#### [Activity]
Only the lines from the one containing "Wildlife-survey tagging: tag each instance of the green mountain" to the end of the records should be given again, word for word and in full.

##########

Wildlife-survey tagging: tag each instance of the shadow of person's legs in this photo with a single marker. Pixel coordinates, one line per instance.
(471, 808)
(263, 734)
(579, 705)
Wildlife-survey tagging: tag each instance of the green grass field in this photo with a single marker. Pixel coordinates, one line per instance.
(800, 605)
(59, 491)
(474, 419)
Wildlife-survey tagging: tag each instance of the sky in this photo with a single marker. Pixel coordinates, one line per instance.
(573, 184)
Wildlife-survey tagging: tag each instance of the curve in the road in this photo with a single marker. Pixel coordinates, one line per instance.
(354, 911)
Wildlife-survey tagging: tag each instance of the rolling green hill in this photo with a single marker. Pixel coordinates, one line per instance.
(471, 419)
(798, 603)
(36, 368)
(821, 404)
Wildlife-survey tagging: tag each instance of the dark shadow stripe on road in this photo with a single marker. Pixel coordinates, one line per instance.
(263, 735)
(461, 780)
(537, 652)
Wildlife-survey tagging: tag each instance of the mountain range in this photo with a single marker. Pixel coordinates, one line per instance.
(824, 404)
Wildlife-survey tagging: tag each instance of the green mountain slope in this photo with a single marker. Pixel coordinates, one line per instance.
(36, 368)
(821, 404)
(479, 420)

##########

#### [The completed task]
Wildlife-survey tagging: tag each instance of the green mountain slope in this photo with a single marker. Pixel coordinates, one line per instance.
(36, 368)
(821, 404)
(479, 420)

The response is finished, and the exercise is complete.